課題 A ->
抜粋本文の「平均年収がもっとも高い東京都は」で始まる段落を、主な事実を残して箇条書きに書き直しなさい。
課題 B ->
抜粋本文のうち、「日本全国のタクシー運転手の平均年収がどれくらいかご存知ですか?」で始まり「都道府県ごとの平均年収です。」で終わる部分を、一字も変えずに打ち直しなさい。

抜粋本文 ->

地方都市のタクシー事情

月収50万円以上を稼げるタクシー運転手になりたいなら、東京23区内で営業することがもっとも近道です。しかし、さまざまな理由で地方のタクシー会社で働きたいという人も少なくないでしょう。

今回の記事では、地方都市のタクシー事情を東京都心と比較してみました。

 

47都道府県のタクシー運転手の年収比較

日本全国のタクシー運転手の平均年収がどれくらいかご存知ですか?

一般社団法人全国ハイヤー・タクシー連合会が2016年に発表した「タクシー運転者の賃金・労働時間の現況」によると、全国のタクシー運転手の平均年収は316万円でした。多いと見るか少ないと見るかは人それぞれですが、問題は47都道府県ごとの平均年収です。

平均年収がもっとも高い東京都は417万円、第2位が千葉県の370万円、第3位が大阪府の358万円と、平均年収のトップ3が日本でも有数の大都市に集中しています。特に東京都のタクシー運転手の平均年収417万円はダントツで、もっとも平均年収が低い山口県の210万円と2倍近い差をつけています。

平均年収だけで見ると、都市部のタクシー運転手は稼ぎやすく、地方は稼ぎにくいという実態が浮き彫りになります。

次に、東京都心と地方都市とで異なるタクシーの営業について解説していきます。

 

東京都心のタクシー営業

都市部のタクシーは基本的に「流し営業」が主流です。流し営業とは、タクシー運転手の自己判断で営業エリアを走行しながら、お客様を探す営業方法です。東京都心の丸の内、銀座などの商業エリア、高級ショッピングエリアなどお客様が多いであろう人口密集エリアでは、多くのタクシーが流し営業をしています。

週末の深夜、終電がなくなった時間帯になれば、都心から自宅のある郊外エリアへ帰るお客様のご利用がピークに達します。また、東京都心は何万人もの人が集まるイベント事も多いため、これもタクシー需要が高まる要因のひとつです。

さらに、東京都心は常にタクシー需要が安定しているため、歩合給のタクシー運転手は大きく稼ぐことができます。稼げる運転手は、多くのお客様を効率的に乗せるための技術を身につけているからです。

ただし、タクシーをご利用になるお客様が多いということは、競合のタクシーも多いということです。同じ時間、同じような流し営業しているようでも、実力のあるタクシー運転手はライバルの倍以上を稼ぎ出します。

流し営業で大きく稼ぐタクシー運転手は、一日の営業でお客様を乗せる数50人以上、走行距離は200~300㎞とも言われています。都心は安定したタクシー需要があるため、たくさんのお客様を乗せることはできても、効率的に稼げるかどうかは運転手の腕にかかっています。

提供情報 ->
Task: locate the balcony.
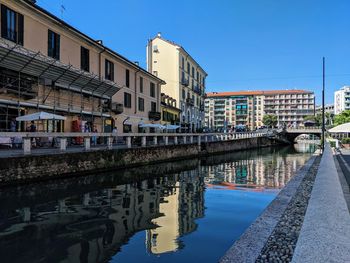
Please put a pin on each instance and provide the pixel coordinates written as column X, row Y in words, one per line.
column 196, row 89
column 154, row 115
column 117, row 108
column 189, row 102
column 185, row 82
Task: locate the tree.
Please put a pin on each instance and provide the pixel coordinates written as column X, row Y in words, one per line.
column 270, row 120
column 343, row 117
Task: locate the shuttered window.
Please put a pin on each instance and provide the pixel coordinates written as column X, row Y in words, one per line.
column 53, row 45
column 12, row 25
column 109, row 70
column 84, row 59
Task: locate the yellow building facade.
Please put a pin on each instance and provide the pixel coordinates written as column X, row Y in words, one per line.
column 48, row 65
column 184, row 77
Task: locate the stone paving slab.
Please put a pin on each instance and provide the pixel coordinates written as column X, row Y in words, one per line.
column 248, row 247
column 325, row 234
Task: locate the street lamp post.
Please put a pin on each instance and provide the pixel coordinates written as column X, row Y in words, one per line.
column 323, row 115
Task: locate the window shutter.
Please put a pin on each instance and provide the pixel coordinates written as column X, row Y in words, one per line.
column 49, row 44
column 112, row 71
column 3, row 21
column 58, row 38
column 20, row 29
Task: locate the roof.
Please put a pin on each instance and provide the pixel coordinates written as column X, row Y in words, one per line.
column 343, row 128
column 20, row 59
column 89, row 39
column 179, row 47
column 257, row 93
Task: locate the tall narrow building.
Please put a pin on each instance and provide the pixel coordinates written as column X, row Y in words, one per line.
column 184, row 77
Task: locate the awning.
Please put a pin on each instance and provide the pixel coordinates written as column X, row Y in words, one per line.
column 343, row 128
column 171, row 127
column 18, row 58
column 151, row 125
column 40, row 116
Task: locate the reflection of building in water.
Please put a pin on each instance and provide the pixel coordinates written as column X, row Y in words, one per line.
column 272, row 172
column 83, row 228
column 179, row 211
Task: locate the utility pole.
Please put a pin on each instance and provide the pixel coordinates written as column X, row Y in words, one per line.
column 323, row 117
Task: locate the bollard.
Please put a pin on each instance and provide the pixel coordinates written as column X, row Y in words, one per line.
column 27, row 144
column 63, row 144
column 128, row 142
column 110, row 143
column 87, row 143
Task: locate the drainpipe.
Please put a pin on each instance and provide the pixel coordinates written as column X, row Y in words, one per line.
column 100, row 62
column 138, row 70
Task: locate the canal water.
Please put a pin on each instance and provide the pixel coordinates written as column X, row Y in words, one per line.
column 185, row 211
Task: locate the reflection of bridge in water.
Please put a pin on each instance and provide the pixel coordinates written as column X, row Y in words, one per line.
column 293, row 133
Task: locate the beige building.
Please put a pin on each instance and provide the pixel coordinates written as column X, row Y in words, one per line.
column 184, row 77
column 47, row 65
column 224, row 110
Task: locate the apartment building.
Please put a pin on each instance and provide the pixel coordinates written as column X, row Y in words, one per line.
column 342, row 100
column 170, row 113
column 224, row 110
column 184, row 77
column 48, row 65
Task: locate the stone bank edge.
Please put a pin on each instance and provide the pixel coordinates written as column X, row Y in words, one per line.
column 248, row 247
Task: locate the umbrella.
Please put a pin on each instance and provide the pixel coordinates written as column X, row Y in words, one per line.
column 40, row 116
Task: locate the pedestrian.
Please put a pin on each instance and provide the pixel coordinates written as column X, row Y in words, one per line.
column 94, row 138
column 115, row 134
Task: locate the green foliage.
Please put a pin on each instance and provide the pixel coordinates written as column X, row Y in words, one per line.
column 270, row 120
column 342, row 118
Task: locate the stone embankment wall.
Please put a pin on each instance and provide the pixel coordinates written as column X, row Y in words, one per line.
column 31, row 168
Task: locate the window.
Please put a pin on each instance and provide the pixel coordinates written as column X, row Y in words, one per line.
column 141, row 84
column 12, row 25
column 109, row 70
column 127, row 100
column 141, row 104
column 152, row 90
column 153, row 106
column 84, row 59
column 53, row 45
column 127, row 78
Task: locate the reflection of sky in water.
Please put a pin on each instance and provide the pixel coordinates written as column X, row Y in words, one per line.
column 227, row 215
column 193, row 213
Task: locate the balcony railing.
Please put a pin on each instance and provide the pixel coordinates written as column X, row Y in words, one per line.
column 189, row 101
column 154, row 115
column 185, row 81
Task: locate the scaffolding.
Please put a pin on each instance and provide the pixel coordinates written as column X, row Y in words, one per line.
column 32, row 80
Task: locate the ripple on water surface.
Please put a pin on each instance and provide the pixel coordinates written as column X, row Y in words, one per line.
column 184, row 211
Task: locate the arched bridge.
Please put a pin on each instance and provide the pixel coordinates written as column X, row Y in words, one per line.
column 292, row 133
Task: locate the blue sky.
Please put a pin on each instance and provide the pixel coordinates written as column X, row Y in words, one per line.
column 242, row 44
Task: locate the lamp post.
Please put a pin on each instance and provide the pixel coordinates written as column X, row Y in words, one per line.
column 323, row 115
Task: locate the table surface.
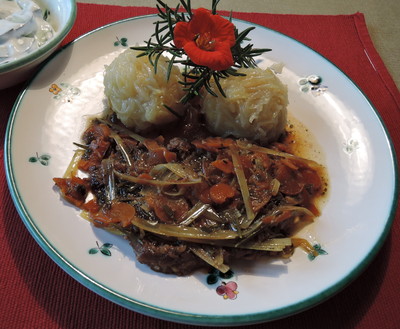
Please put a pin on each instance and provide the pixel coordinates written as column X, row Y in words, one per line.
column 381, row 17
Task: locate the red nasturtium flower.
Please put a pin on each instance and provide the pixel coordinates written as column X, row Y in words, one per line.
column 207, row 39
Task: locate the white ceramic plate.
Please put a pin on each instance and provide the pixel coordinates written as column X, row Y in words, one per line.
column 50, row 114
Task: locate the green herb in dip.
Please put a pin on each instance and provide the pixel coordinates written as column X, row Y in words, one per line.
column 23, row 28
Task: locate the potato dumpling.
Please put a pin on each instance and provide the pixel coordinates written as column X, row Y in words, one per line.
column 137, row 94
column 255, row 106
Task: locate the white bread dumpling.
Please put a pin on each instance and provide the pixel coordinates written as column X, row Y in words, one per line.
column 255, row 106
column 137, row 94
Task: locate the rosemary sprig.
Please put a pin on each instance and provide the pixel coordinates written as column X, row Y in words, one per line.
column 195, row 77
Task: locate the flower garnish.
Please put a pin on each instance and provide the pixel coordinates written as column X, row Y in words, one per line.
column 207, row 39
column 208, row 46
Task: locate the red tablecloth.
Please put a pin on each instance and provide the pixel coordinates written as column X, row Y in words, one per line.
column 36, row 293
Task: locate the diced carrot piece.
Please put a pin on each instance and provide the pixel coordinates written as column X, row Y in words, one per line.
column 224, row 165
column 221, row 192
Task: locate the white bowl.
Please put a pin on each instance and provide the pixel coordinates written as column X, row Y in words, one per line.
column 62, row 18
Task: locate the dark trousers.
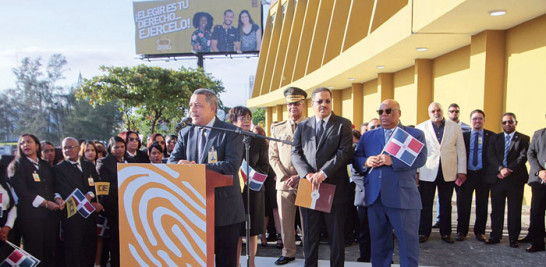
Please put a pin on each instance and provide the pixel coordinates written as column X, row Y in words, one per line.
column 500, row 191
column 364, row 234
column 225, row 244
column 474, row 182
column 538, row 207
column 334, row 222
column 445, row 192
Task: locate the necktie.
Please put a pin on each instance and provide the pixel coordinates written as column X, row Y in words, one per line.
column 388, row 134
column 202, row 143
column 320, row 130
column 506, row 148
column 475, row 153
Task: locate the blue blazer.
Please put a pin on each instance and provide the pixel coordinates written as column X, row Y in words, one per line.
column 396, row 183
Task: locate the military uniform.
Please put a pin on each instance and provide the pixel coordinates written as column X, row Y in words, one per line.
column 279, row 159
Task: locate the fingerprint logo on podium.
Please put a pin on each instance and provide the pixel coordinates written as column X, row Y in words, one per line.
column 162, row 215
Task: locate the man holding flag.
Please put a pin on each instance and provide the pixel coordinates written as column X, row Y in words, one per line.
column 389, row 158
column 80, row 232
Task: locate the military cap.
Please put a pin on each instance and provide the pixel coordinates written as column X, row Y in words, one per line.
column 294, row 94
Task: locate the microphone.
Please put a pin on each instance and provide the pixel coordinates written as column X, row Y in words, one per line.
column 185, row 122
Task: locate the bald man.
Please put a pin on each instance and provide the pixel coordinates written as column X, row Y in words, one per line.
column 391, row 193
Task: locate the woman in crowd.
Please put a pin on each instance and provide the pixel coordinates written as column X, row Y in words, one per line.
column 134, row 154
column 200, row 38
column 157, row 138
column 88, row 151
column 258, row 160
column 156, row 153
column 34, row 183
column 250, row 33
column 48, row 152
column 107, row 169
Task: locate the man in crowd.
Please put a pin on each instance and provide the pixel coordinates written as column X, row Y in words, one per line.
column 287, row 176
column 507, row 154
column 476, row 143
column 322, row 149
column 80, row 234
column 446, row 163
column 225, row 37
column 453, row 114
column 195, row 145
column 537, row 180
column 391, row 193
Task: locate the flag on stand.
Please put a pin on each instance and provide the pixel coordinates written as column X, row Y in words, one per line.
column 19, row 257
column 83, row 206
column 256, row 179
column 403, row 146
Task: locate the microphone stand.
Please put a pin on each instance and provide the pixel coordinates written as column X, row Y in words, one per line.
column 246, row 140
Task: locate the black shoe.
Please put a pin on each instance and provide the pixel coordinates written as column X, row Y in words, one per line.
column 283, row 260
column 448, row 239
column 423, row 238
column 460, row 237
column 481, row 237
column 533, row 249
column 492, row 240
column 526, row 239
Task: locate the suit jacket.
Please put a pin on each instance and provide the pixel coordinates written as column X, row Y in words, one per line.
column 26, row 188
column 396, row 183
column 331, row 155
column 485, row 145
column 280, row 153
column 229, row 207
column 537, row 157
column 451, row 152
column 517, row 157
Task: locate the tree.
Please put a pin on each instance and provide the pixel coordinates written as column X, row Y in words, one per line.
column 147, row 94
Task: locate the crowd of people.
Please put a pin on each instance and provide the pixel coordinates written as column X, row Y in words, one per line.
column 379, row 195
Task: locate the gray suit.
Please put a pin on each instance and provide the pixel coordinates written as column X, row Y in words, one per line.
column 229, row 210
column 331, row 155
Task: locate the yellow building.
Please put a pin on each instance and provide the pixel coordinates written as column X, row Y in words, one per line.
column 481, row 54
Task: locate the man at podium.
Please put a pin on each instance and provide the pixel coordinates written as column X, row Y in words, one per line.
column 222, row 152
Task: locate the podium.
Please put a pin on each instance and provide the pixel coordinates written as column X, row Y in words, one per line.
column 166, row 214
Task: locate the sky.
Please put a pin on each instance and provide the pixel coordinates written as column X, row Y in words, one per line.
column 94, row 33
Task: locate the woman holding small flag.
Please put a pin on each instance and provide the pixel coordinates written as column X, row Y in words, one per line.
column 259, row 162
column 34, row 184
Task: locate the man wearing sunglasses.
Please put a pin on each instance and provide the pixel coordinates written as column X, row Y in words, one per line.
column 508, row 174
column 321, row 151
column 446, row 163
column 391, row 193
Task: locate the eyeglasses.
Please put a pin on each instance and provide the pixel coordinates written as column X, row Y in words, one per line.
column 244, row 118
column 327, row 101
column 388, row 111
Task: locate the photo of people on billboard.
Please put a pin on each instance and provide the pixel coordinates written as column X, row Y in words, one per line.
column 197, row 26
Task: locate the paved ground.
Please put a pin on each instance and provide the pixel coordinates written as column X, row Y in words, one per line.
column 436, row 252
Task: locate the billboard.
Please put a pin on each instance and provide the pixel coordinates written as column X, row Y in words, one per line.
column 197, row 26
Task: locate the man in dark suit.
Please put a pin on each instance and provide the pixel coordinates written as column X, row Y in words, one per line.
column 194, row 146
column 507, row 154
column 476, row 143
column 321, row 151
column 537, row 181
column 391, row 192
column 80, row 234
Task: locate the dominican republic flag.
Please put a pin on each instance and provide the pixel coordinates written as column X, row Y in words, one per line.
column 83, row 206
column 19, row 257
column 102, row 226
column 256, row 179
column 403, row 146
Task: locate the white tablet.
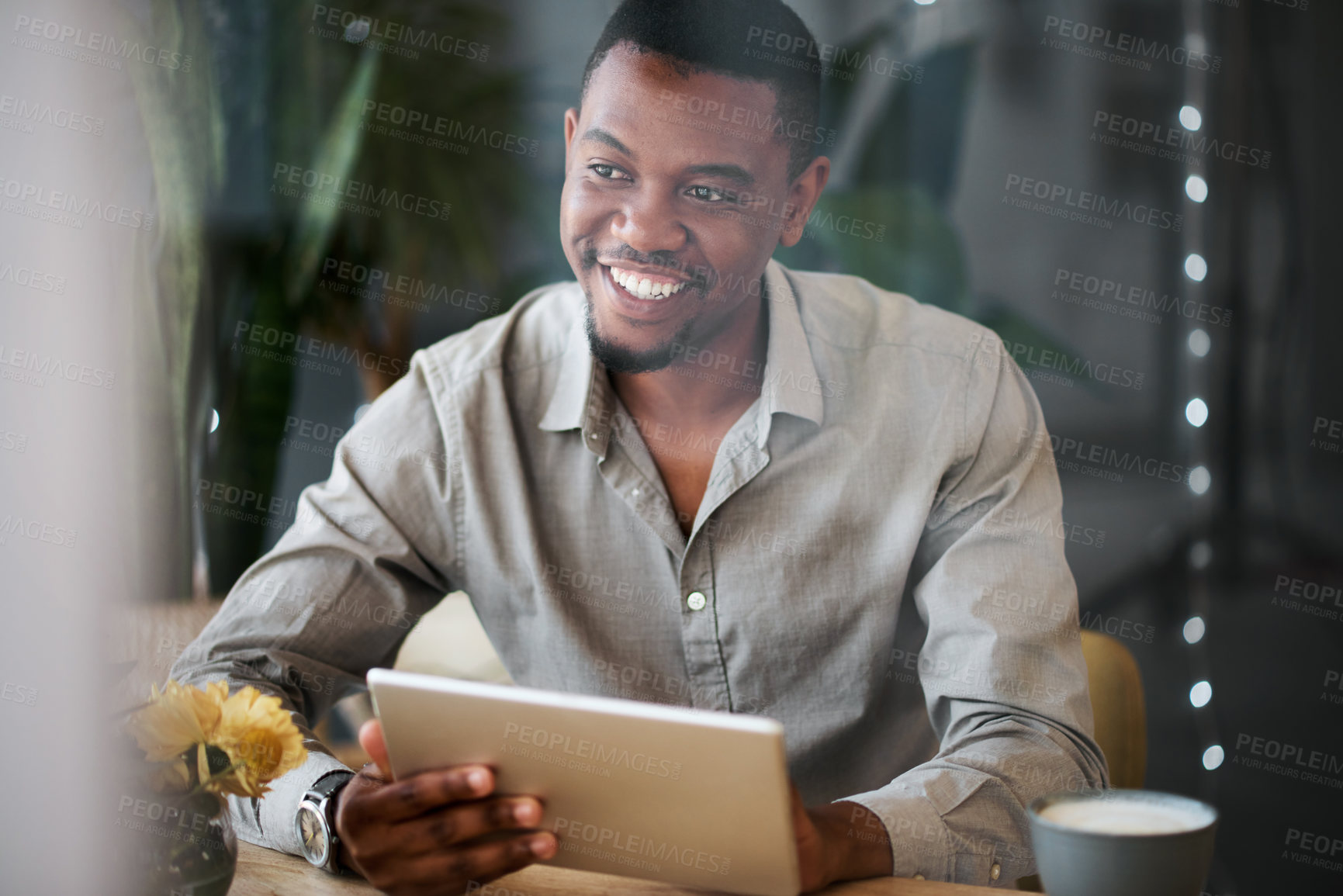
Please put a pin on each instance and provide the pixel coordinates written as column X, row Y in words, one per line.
column 635, row 789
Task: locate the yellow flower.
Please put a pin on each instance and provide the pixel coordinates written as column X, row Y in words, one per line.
column 176, row 719
column 251, row 731
column 261, row 740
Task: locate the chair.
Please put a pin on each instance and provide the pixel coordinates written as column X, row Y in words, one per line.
column 1118, row 707
column 1120, row 715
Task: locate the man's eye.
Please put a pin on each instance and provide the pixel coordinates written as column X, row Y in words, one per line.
column 711, row 194
column 606, row 172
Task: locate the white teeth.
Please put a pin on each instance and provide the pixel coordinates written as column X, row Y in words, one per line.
column 644, row 286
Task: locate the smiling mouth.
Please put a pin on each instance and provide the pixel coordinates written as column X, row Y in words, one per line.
column 645, row 286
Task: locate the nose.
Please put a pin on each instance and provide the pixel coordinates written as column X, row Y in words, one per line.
column 649, row 223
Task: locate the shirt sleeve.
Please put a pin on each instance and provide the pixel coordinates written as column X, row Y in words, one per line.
column 369, row 554
column 1002, row 669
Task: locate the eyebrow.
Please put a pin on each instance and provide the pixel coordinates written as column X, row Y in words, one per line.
column 604, row 136
column 732, row 172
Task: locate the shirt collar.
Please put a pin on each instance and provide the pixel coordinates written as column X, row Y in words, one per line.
column 790, row 382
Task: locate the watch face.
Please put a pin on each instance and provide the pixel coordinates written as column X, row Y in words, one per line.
column 312, row 833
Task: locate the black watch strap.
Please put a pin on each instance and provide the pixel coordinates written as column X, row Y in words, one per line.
column 331, row 782
column 323, row 790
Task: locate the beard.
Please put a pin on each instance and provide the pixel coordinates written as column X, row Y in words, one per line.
column 622, row 359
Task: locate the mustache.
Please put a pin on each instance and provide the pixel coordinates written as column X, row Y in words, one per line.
column 698, row 275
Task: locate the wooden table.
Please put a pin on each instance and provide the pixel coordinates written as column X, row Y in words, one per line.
column 264, row 872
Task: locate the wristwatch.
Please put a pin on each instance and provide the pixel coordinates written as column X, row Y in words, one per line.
column 316, row 822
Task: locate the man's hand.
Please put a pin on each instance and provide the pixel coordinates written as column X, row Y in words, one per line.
column 435, row 832
column 839, row 841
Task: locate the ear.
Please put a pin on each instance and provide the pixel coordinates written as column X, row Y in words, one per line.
column 571, row 126
column 802, row 198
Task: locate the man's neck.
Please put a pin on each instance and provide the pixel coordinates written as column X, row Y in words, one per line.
column 696, row 390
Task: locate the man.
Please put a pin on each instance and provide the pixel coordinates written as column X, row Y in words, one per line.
column 694, row 476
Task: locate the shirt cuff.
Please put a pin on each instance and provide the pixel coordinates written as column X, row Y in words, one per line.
column 279, row 808
column 922, row 846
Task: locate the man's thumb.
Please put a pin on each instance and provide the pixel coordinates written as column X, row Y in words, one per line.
column 371, row 739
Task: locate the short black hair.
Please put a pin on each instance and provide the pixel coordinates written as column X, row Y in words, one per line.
column 727, row 38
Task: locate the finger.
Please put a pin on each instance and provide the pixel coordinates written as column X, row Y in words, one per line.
column 459, row 824
column 481, row 864
column 371, row 739
column 430, row 790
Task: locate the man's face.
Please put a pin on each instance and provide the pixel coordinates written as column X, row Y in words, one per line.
column 669, row 215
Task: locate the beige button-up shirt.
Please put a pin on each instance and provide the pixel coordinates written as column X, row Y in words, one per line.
column 876, row 563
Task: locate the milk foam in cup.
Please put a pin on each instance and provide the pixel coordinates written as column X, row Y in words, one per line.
column 1122, row 842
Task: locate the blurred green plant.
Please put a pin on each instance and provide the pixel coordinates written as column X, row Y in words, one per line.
column 320, row 85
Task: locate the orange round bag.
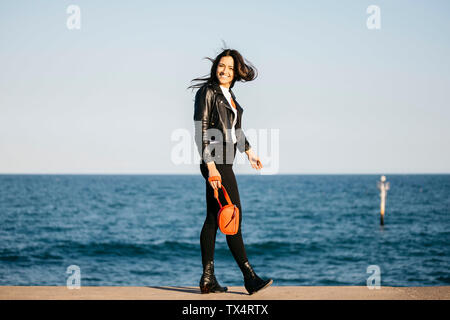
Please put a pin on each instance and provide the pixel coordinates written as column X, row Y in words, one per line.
column 228, row 215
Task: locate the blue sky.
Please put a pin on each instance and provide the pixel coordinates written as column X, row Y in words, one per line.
column 107, row 98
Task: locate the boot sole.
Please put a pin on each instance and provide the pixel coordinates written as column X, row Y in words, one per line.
column 205, row 290
column 267, row 285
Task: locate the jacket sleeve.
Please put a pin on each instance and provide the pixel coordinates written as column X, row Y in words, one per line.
column 242, row 143
column 202, row 114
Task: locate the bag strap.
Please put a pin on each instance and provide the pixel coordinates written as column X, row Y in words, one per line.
column 216, row 195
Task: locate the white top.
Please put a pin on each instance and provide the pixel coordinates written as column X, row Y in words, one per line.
column 227, row 94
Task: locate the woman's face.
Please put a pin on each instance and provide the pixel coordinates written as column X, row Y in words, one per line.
column 225, row 71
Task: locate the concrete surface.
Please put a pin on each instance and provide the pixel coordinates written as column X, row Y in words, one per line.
column 234, row 293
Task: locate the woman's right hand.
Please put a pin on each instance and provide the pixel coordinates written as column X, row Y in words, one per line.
column 213, row 172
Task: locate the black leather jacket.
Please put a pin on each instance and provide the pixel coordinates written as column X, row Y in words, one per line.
column 212, row 111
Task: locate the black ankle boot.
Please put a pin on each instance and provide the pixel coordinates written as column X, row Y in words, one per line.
column 252, row 282
column 208, row 281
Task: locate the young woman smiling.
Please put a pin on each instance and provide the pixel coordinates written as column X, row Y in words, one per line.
column 216, row 108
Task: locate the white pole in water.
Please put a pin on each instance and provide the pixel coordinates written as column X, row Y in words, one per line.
column 384, row 187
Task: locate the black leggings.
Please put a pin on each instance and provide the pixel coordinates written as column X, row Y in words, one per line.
column 210, row 226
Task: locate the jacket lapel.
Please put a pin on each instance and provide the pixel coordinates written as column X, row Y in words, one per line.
column 218, row 91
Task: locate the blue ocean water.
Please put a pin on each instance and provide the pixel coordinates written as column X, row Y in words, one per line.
column 143, row 230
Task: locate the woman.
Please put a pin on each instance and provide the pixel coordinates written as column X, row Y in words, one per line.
column 218, row 115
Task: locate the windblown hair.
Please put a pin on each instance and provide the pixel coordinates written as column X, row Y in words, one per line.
column 243, row 69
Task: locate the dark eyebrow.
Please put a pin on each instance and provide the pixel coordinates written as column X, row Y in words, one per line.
column 224, row 64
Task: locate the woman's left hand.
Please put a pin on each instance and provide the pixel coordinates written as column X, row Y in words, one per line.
column 254, row 160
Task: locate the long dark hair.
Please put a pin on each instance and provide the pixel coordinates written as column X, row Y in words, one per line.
column 243, row 69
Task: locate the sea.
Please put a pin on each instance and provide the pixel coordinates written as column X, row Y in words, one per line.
column 299, row 230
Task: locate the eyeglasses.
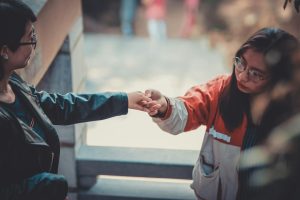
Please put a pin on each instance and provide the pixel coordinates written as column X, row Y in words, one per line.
column 253, row 74
column 33, row 40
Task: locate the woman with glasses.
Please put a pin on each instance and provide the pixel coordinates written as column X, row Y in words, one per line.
column 225, row 106
column 29, row 144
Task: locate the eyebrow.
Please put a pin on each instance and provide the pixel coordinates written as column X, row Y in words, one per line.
column 255, row 68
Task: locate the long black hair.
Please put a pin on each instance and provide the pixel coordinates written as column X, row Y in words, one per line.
column 14, row 16
column 276, row 46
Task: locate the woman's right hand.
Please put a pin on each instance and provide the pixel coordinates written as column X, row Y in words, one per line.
column 155, row 95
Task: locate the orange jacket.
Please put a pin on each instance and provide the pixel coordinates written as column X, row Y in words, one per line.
column 218, row 159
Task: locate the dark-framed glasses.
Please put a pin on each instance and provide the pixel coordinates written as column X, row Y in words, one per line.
column 253, row 74
column 33, row 40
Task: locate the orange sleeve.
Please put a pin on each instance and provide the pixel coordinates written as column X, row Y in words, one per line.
column 201, row 102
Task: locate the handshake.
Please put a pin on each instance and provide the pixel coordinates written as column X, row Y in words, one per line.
column 152, row 102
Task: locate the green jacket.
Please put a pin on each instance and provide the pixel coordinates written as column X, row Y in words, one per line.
column 23, row 153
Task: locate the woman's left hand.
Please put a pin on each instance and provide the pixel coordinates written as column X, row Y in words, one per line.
column 139, row 101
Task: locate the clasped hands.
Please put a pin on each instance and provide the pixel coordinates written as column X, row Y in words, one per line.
column 151, row 101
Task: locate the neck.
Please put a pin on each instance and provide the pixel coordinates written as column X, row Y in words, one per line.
column 258, row 104
column 4, row 86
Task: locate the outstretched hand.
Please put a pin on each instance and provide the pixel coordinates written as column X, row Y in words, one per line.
column 158, row 98
column 142, row 102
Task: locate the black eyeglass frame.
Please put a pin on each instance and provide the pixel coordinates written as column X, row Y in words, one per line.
column 238, row 60
column 33, row 40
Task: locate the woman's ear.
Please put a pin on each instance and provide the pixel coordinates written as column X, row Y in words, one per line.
column 4, row 52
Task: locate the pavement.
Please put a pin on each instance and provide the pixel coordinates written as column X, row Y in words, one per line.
column 115, row 63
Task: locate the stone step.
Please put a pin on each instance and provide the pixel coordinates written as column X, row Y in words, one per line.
column 135, row 162
column 127, row 189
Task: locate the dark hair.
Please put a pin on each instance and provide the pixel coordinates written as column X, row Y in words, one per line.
column 14, row 16
column 276, row 45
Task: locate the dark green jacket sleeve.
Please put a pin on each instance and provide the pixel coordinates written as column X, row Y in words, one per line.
column 75, row 108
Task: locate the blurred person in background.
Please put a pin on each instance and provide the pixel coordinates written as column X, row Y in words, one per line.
column 155, row 14
column 191, row 8
column 271, row 170
column 29, row 145
column 225, row 106
column 127, row 15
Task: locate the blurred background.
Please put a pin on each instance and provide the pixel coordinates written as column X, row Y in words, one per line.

解答 A ->
・平均年収の第1位は東京都で417万円
・第2位は千葉県で370万円、第3位は大阪府で358万円であり、上位3位は日本有数の大都市に集中している
・東京都の417万円は突出しており、最も低い山口県の210万円と2倍近い差がある

解答 B ->
日本全国のタクシー運転手の平均年収がどれくらいかご存知ですか?

一般社団法人全国ハイヤー・タクシー連合会が2016年に発表した「タクシー運転者の賃金・労働時間の現況」によると、全国のタクシー運転手の平均年収は316万円でした。多いと見るか少ないと見るかは人それぞれですが、問題は47都道府県ごとの平均年収です。